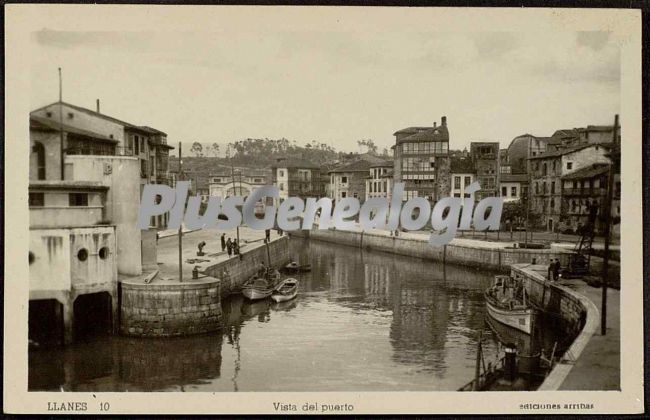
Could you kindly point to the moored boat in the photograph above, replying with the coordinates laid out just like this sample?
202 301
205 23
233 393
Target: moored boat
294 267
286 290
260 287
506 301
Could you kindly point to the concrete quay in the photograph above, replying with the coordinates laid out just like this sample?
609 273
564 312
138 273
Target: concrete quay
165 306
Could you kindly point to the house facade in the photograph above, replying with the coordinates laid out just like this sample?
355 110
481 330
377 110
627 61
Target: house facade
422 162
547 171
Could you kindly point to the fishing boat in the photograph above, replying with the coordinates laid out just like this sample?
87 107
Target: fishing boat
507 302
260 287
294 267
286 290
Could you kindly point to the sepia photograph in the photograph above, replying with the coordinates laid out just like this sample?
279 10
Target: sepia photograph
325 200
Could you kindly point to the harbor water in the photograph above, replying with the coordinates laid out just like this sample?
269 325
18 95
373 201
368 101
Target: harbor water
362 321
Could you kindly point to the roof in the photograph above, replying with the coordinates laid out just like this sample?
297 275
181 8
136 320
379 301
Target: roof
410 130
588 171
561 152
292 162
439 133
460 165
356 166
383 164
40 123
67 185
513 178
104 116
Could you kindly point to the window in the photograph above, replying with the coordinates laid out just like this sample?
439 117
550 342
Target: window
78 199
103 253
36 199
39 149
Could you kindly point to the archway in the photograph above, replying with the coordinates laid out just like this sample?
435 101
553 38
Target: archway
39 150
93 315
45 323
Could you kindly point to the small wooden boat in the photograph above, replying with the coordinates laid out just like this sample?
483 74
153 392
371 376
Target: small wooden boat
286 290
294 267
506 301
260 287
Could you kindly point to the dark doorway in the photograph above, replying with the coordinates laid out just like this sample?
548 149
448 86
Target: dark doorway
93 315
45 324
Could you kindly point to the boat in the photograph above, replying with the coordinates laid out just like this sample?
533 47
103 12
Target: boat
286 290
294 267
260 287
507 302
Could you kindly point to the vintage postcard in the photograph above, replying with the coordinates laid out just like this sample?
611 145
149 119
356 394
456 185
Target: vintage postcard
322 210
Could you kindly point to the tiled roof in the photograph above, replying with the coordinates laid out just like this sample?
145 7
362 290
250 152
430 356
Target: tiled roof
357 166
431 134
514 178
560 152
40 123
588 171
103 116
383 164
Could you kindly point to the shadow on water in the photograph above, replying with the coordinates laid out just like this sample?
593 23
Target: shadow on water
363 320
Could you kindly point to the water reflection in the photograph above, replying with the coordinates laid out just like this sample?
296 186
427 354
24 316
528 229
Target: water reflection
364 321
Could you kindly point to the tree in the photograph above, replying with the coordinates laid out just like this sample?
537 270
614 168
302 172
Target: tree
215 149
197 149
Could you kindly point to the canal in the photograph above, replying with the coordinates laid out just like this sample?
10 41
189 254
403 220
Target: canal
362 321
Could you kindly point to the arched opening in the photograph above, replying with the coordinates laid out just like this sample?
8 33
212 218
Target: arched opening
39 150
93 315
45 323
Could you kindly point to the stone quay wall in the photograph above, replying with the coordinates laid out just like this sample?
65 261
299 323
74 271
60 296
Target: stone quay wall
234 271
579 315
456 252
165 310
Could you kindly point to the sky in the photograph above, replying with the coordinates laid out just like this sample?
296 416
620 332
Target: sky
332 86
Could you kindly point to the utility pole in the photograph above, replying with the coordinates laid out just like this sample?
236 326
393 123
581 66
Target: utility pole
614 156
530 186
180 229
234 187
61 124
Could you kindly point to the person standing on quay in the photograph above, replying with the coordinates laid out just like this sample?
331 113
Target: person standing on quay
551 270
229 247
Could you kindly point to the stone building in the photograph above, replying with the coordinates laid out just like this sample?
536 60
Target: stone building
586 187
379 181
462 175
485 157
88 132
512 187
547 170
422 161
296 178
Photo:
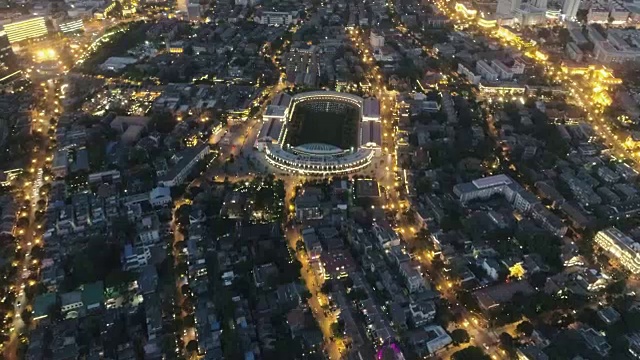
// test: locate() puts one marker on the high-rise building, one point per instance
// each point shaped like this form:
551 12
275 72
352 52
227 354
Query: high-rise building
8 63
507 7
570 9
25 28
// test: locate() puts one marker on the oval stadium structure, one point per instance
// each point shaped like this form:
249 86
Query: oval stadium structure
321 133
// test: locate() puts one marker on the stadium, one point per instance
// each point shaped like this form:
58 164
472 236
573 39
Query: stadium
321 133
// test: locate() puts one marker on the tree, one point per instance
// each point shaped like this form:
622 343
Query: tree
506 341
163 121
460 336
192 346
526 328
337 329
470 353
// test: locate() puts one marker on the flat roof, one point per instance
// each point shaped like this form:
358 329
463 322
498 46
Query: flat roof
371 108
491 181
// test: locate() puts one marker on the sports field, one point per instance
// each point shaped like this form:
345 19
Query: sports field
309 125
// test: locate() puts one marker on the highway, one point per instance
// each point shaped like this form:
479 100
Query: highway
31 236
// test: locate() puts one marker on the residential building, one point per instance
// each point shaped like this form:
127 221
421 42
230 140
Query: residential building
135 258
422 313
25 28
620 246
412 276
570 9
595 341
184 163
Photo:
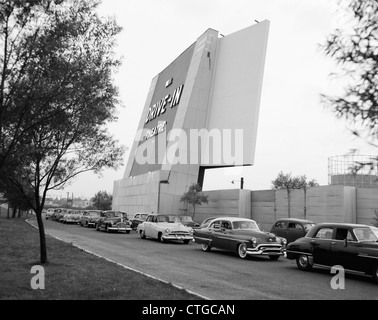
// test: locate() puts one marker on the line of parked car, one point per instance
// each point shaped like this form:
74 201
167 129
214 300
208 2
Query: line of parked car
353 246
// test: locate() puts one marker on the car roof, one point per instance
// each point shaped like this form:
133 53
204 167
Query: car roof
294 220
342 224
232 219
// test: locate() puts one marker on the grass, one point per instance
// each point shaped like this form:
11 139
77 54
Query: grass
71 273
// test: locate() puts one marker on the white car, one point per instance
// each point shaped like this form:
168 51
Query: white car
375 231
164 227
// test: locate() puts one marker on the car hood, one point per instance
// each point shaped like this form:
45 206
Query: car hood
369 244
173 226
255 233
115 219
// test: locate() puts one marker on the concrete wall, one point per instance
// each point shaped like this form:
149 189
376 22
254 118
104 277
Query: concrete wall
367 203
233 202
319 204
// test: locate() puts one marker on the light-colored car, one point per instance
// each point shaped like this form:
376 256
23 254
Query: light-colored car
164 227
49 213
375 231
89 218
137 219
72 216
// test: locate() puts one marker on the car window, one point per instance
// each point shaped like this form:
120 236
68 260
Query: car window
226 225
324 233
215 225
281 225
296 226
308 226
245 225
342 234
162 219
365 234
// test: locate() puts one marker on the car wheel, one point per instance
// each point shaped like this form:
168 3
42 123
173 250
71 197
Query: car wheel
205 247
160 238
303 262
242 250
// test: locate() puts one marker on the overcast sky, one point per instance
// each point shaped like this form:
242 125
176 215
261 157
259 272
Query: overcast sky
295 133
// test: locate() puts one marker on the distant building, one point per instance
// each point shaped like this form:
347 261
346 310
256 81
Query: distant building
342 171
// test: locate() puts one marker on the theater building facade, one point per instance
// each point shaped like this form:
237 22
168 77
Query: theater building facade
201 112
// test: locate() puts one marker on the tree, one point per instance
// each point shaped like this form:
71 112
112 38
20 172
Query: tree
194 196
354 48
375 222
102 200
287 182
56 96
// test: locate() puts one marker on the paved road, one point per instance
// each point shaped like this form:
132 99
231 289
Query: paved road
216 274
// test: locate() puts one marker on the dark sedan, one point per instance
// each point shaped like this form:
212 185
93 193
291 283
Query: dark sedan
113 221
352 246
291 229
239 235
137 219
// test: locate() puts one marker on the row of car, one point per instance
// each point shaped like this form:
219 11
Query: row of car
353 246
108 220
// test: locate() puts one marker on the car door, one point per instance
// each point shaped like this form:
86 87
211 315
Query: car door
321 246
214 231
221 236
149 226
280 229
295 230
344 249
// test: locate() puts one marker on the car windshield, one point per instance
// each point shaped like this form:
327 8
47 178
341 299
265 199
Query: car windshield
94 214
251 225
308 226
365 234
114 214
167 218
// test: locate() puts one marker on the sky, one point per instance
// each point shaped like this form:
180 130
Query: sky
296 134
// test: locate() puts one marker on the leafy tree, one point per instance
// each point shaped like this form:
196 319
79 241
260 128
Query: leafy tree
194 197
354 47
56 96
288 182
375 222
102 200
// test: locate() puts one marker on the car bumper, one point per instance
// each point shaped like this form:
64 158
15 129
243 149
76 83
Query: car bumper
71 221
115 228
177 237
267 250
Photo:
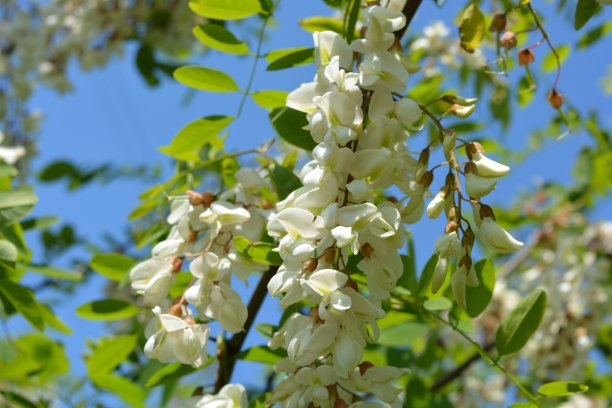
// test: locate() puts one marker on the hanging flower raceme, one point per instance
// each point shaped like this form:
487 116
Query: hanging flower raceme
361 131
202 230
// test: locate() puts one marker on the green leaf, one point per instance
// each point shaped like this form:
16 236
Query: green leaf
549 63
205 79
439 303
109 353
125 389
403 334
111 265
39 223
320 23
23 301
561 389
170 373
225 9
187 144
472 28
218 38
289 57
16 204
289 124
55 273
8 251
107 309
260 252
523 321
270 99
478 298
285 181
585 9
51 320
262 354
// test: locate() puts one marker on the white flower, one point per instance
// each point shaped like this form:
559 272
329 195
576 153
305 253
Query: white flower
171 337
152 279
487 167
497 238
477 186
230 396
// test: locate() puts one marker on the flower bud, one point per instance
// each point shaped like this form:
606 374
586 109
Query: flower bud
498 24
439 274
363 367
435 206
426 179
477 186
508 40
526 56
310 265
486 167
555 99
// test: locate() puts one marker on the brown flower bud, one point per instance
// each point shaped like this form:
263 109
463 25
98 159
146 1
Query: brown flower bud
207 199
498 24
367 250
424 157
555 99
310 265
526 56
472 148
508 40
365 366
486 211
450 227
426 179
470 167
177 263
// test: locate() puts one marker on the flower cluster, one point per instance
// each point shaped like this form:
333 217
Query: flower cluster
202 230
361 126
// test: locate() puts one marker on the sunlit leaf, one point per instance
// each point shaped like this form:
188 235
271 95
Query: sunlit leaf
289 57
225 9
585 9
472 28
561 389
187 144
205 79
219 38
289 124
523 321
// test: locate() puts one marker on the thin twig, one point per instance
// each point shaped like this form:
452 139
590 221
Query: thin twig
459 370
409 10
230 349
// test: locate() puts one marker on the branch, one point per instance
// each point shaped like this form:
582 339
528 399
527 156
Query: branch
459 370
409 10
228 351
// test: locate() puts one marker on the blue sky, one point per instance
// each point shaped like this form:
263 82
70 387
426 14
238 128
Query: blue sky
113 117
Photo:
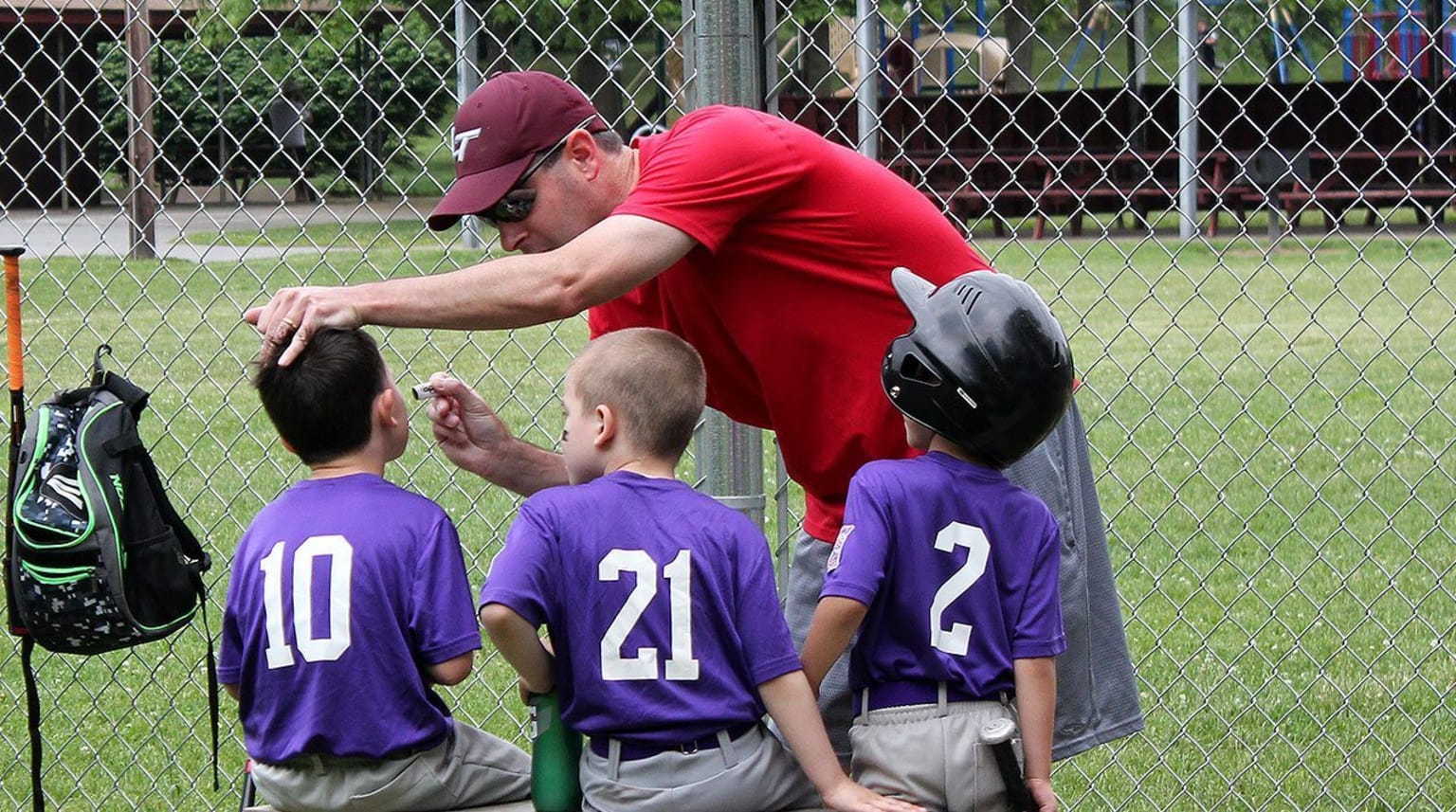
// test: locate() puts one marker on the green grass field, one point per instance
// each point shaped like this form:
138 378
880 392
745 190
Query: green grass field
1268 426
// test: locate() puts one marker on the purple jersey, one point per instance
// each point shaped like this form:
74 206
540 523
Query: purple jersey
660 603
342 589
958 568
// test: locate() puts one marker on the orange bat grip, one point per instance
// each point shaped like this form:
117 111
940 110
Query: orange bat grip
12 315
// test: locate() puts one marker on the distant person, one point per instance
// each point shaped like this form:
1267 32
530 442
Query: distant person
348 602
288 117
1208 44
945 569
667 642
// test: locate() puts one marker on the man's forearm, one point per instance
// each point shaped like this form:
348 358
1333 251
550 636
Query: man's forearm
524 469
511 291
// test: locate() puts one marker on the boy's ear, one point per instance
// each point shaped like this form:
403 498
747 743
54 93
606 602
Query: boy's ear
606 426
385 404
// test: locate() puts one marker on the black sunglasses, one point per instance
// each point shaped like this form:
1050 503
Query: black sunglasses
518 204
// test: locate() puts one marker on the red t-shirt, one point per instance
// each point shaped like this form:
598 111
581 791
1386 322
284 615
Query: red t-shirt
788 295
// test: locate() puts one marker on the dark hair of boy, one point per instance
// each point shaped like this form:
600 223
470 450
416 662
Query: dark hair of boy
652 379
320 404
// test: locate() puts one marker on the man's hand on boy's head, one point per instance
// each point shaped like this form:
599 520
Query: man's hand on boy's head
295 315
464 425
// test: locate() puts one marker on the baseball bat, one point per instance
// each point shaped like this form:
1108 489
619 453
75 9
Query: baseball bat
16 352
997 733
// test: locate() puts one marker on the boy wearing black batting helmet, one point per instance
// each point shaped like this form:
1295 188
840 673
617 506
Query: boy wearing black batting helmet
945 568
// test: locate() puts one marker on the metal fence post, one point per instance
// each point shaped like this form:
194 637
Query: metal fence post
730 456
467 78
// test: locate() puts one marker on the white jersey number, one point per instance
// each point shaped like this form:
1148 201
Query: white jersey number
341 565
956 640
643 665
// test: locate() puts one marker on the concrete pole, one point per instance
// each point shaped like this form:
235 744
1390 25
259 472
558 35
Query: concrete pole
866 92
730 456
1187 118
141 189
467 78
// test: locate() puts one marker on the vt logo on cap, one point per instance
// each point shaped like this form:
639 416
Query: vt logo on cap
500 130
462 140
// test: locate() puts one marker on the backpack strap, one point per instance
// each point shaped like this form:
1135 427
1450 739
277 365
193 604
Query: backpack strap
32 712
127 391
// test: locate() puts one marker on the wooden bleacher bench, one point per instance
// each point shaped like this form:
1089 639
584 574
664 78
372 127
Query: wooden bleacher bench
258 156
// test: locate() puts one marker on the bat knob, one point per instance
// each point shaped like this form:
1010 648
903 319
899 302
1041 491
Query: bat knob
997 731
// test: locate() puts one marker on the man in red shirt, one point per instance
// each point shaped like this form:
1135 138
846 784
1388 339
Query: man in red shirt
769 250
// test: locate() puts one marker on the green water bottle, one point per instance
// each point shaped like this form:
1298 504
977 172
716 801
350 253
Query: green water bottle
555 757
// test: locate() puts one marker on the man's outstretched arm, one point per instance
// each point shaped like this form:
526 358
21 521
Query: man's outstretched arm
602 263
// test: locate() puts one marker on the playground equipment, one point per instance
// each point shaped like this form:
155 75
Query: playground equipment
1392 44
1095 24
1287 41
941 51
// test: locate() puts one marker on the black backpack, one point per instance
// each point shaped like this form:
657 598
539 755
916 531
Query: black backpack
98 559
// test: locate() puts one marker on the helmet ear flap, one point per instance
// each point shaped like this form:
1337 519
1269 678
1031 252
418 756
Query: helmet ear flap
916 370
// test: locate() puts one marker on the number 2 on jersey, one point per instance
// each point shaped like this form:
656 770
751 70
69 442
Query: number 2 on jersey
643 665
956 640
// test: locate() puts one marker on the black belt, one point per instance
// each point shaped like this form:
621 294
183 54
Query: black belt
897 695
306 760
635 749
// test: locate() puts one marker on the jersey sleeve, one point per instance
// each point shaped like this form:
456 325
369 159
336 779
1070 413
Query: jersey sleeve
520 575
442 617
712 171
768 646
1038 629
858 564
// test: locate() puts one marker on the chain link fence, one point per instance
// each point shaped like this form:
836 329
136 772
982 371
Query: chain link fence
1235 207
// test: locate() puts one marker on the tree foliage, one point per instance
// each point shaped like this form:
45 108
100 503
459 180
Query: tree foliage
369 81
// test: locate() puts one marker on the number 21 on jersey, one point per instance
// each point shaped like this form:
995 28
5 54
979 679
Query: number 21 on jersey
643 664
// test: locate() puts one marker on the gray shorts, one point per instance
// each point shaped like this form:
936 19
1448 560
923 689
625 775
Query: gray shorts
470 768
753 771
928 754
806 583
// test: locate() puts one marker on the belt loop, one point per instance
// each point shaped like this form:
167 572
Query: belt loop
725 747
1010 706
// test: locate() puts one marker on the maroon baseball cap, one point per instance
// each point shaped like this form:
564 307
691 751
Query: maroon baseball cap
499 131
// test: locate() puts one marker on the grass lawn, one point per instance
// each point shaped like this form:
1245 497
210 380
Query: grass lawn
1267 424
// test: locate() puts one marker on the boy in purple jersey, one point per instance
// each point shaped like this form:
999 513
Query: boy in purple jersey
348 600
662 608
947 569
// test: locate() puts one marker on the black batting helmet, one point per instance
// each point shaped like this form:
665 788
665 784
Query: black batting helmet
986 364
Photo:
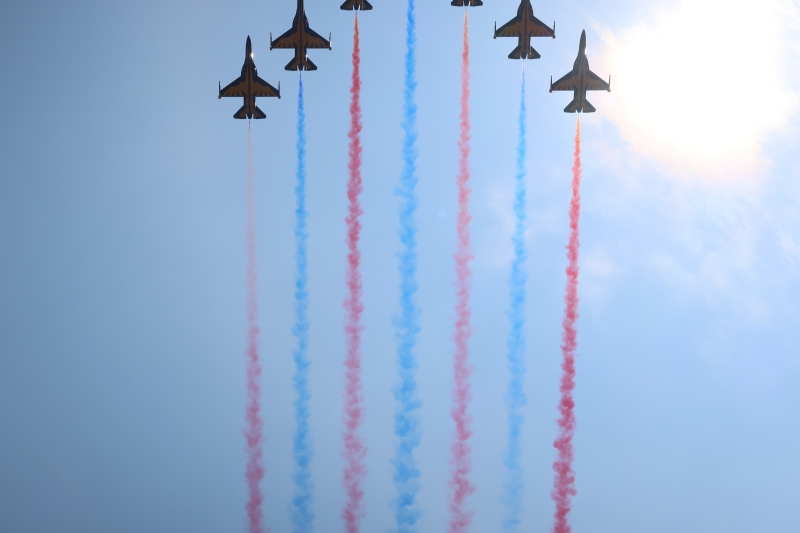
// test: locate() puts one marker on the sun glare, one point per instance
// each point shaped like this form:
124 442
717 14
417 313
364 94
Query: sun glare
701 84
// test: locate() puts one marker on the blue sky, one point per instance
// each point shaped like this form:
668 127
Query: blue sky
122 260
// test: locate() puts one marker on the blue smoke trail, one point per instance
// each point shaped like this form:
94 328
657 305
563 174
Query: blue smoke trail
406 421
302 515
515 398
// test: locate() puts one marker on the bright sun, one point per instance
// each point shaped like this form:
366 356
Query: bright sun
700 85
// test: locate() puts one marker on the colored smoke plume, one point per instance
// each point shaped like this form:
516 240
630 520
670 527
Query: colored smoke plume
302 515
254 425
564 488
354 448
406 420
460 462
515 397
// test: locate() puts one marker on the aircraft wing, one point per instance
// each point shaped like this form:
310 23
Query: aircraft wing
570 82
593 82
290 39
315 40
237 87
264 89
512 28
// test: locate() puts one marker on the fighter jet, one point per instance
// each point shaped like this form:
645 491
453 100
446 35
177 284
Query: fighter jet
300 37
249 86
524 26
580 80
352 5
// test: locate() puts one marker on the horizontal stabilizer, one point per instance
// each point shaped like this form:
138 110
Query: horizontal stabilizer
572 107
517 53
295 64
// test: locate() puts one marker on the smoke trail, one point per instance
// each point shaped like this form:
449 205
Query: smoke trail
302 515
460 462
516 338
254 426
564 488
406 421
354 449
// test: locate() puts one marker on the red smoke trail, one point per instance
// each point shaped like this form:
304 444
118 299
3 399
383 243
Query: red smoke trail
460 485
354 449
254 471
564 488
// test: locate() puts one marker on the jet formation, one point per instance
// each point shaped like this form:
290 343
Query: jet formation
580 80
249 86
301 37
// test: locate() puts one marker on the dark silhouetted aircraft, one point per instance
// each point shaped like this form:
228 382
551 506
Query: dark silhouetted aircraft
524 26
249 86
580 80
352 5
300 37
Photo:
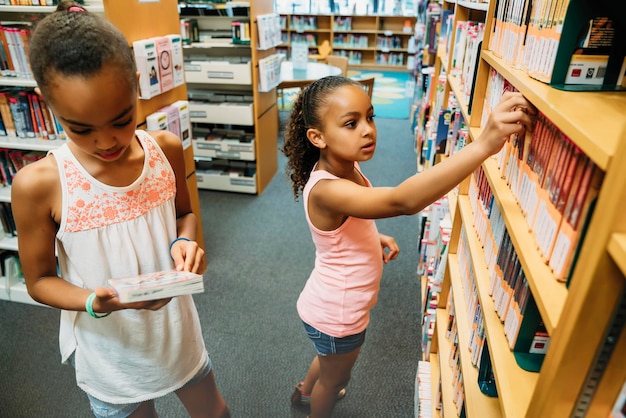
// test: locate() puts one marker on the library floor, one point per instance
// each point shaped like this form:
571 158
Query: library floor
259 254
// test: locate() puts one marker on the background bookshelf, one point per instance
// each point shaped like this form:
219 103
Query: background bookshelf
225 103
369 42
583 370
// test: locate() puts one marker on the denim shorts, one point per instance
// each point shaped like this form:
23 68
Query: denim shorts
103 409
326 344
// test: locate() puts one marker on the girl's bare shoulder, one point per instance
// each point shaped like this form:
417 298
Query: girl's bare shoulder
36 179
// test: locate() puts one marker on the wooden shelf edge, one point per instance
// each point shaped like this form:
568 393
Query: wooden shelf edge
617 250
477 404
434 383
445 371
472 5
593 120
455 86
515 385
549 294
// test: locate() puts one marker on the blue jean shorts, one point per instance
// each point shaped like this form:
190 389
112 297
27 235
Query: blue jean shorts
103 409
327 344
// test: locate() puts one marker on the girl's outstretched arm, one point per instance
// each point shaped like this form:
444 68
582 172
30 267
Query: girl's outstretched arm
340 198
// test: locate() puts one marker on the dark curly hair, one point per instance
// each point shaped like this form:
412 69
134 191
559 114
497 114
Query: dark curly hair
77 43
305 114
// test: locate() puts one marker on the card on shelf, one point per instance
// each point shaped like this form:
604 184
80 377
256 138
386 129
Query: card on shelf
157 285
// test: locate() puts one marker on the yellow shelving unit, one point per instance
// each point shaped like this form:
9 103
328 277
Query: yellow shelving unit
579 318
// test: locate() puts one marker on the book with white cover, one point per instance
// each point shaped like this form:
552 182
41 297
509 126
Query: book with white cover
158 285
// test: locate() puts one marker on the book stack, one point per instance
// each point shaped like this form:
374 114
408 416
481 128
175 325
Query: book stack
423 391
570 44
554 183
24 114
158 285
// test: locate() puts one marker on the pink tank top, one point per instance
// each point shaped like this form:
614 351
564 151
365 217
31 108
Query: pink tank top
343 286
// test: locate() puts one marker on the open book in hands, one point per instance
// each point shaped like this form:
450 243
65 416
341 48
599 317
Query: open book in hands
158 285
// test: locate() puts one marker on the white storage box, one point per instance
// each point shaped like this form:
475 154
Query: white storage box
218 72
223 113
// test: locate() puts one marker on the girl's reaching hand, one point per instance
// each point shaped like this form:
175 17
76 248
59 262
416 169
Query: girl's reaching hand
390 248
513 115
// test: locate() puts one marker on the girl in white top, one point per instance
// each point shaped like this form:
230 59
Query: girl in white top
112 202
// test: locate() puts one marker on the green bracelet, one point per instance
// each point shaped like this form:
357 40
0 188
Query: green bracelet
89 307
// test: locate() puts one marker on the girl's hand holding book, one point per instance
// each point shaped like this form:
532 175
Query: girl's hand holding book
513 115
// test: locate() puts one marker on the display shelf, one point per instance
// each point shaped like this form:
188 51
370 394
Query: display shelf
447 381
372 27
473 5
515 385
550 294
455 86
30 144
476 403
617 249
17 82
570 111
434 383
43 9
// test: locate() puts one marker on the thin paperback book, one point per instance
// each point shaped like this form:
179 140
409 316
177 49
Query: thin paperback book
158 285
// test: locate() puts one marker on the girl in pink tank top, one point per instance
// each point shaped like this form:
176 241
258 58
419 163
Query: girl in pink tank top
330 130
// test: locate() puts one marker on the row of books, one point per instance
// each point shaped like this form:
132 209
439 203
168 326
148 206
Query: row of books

Problem requirements
Reproduce, word for word, every line starting at the line that contains "box, one point per instance" and ending with the final line of the entries.

Correct output
// test: locate() puts one marker on the white storage box, one point per instance
// each point shaped like this form:
475 154
Query: white storage box
218 72
223 113
// test: locate() puts one marker on the girl's reaching hand, one point per instance
// each point shaped like this form:
175 17
76 248
59 262
416 169
Query: girl's reaching hand
390 248
513 115
// test: locate() puts one marker on the girl in white top, one point per instance
// each point shaped like this form:
230 59
Query: girl in white top
112 202
// test: locate() puts one marker on the green bracelet, one point per instance
// each point shaped like this form:
357 40
0 188
Query: green bracelet
89 307
// test: locate() puts one marker on the girl's hand holding book, one point per instance
// each point shaped like this form:
532 175
Query: girl's hand holding book
513 115
// test: locate() puts one marker on the display shelf, one point per instance
// each point shaped like this form:
188 51
370 394
Query: display shelf
447 381
372 27
473 5
515 385
550 294
455 86
30 144
476 403
617 249
17 82
570 111
434 383
43 9
// test: locate() puts one marker on the thin paperback book, one point per instance
// each point shaped like this form:
179 140
409 316
177 49
Query: thin paperback book
158 285
// test: locate() puts one marker on the girl in pink tank top, one point per instance
// each point shaped like this form:
176 241
258 58
419 163
Query: girl in pink tank top
330 130
// test: locate() puts one marker on the row of books, one point per instance
// each point shaped like this form:
132 209
439 203
168 326
148 206
Query: row of books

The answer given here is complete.